*PROVIDED PASSAGE*
TH1D* GetYvarHist(Int_t iyvar)
Returns the histogram of variable iyvar.If histograms have not already
been filled, they are filled with default binning 100.

void FillYpdfHists(Int_t nbins)
Fills the histograms of pdf-s of y variables with binning nbins

TObjArray* GetYpdfHists()
Returns the array of histograms of pdf's of y variables with binning nbins
If histograms have not already
been filled, they are filled with default binning 100.

TH1D* GetYpdfHist(Int_t iyvar, Int_t ispecies)
Returns the histogram of the pdf of variable #iyvar for species #ispecies, binning nbins
If histograms have not already
been filled, they are filled with default binning 100.

void FillSWeightsHists(Int_t nbins)
The order of histograms in the array:
x0_species0, x0_species1,..., x1_species0, x1_species1,..., y0_species0, y0_species1,...
If the histograms have already been filled with a different binning, they are refilled
and all histograms are deleted

TObjArray* GetSWeightsHists()
Returns an array of all histograms of variables, weighted with sWeights
If histograms have not been already filled, they are filled with default binning 50
The order of histograms in the array:
x0_species0, x0_species1,..., x1_species0, x1_species1,..., y0_species0, y0_species1,...

void RefillHist(Int_t type, Int_t nvar, Int_t nbins, Double_t min, Double_t max, Int_t nspecies)
The Fill...Hist() methods fill the histograms with the real limits on the variables
This method allows to refill the specified histogram with user-set boundaries min and max
Parameters:
type = 1 - histogram of x variable #nvar
     = 2 - histogram of y variable #nvar
     = 3 - histogram of y_pdf for y #nvar and species #nspecies
     = 4 - histogram of x variable #nvar, species #nspecies, WITH sWeights
     = 5 - histogram of y variable #nvar, species #nspecies, WITH sWeights

TH1D* GetSWeightsHist(Int_t ixvar, Int_t ispecies,Int_t iyexcl)
Returns the histogram of a variable, weithed with sWeights
If histograms have not been already filled, they are filled with default binning 50
If parameter ixvar!=-1, the histogram of x-variable #ixvar is returned for species ispecies
If parameter ixvar==-1, the histogram of y-variable #iyexcl is returned for species ispecies
If the histogram has already been filled and the binning is different from the parameter nbins
all histograms with old binning will be deleted and refilled.

void SetTree(TTree *tree)
 Set the input Tree

void SetTreeSelection(const char* varexp, const char *selection, Long64_t firstentry)

*STATED PROBLEM*
In the histogram method reference, what default binning does GetSWeightsHists() use if the histograms haven't been filled yet? The material that comes next is from a different source.

*MATERIAL SUPPLIED*
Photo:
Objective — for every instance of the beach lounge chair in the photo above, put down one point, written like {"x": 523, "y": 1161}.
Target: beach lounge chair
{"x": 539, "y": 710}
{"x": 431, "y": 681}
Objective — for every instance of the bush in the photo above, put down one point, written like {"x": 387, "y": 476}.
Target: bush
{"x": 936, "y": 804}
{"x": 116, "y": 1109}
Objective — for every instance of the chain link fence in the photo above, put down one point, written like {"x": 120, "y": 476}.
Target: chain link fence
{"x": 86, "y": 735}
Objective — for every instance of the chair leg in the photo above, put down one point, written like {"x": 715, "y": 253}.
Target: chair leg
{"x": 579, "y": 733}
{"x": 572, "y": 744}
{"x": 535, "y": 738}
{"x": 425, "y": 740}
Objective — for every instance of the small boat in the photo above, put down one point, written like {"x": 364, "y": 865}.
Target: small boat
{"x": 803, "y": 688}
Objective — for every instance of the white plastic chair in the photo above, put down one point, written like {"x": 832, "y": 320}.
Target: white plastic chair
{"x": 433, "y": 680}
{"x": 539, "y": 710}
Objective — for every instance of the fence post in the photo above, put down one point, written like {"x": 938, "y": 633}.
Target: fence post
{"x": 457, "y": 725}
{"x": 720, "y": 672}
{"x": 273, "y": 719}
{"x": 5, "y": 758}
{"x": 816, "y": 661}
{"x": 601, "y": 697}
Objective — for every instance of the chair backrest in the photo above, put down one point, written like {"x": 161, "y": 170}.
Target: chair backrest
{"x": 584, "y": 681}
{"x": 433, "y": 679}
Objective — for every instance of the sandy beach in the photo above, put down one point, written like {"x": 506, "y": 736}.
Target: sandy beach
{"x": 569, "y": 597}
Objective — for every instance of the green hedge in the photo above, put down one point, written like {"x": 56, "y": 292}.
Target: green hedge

*EXERCISE OUTPUT*
A default binning of 50.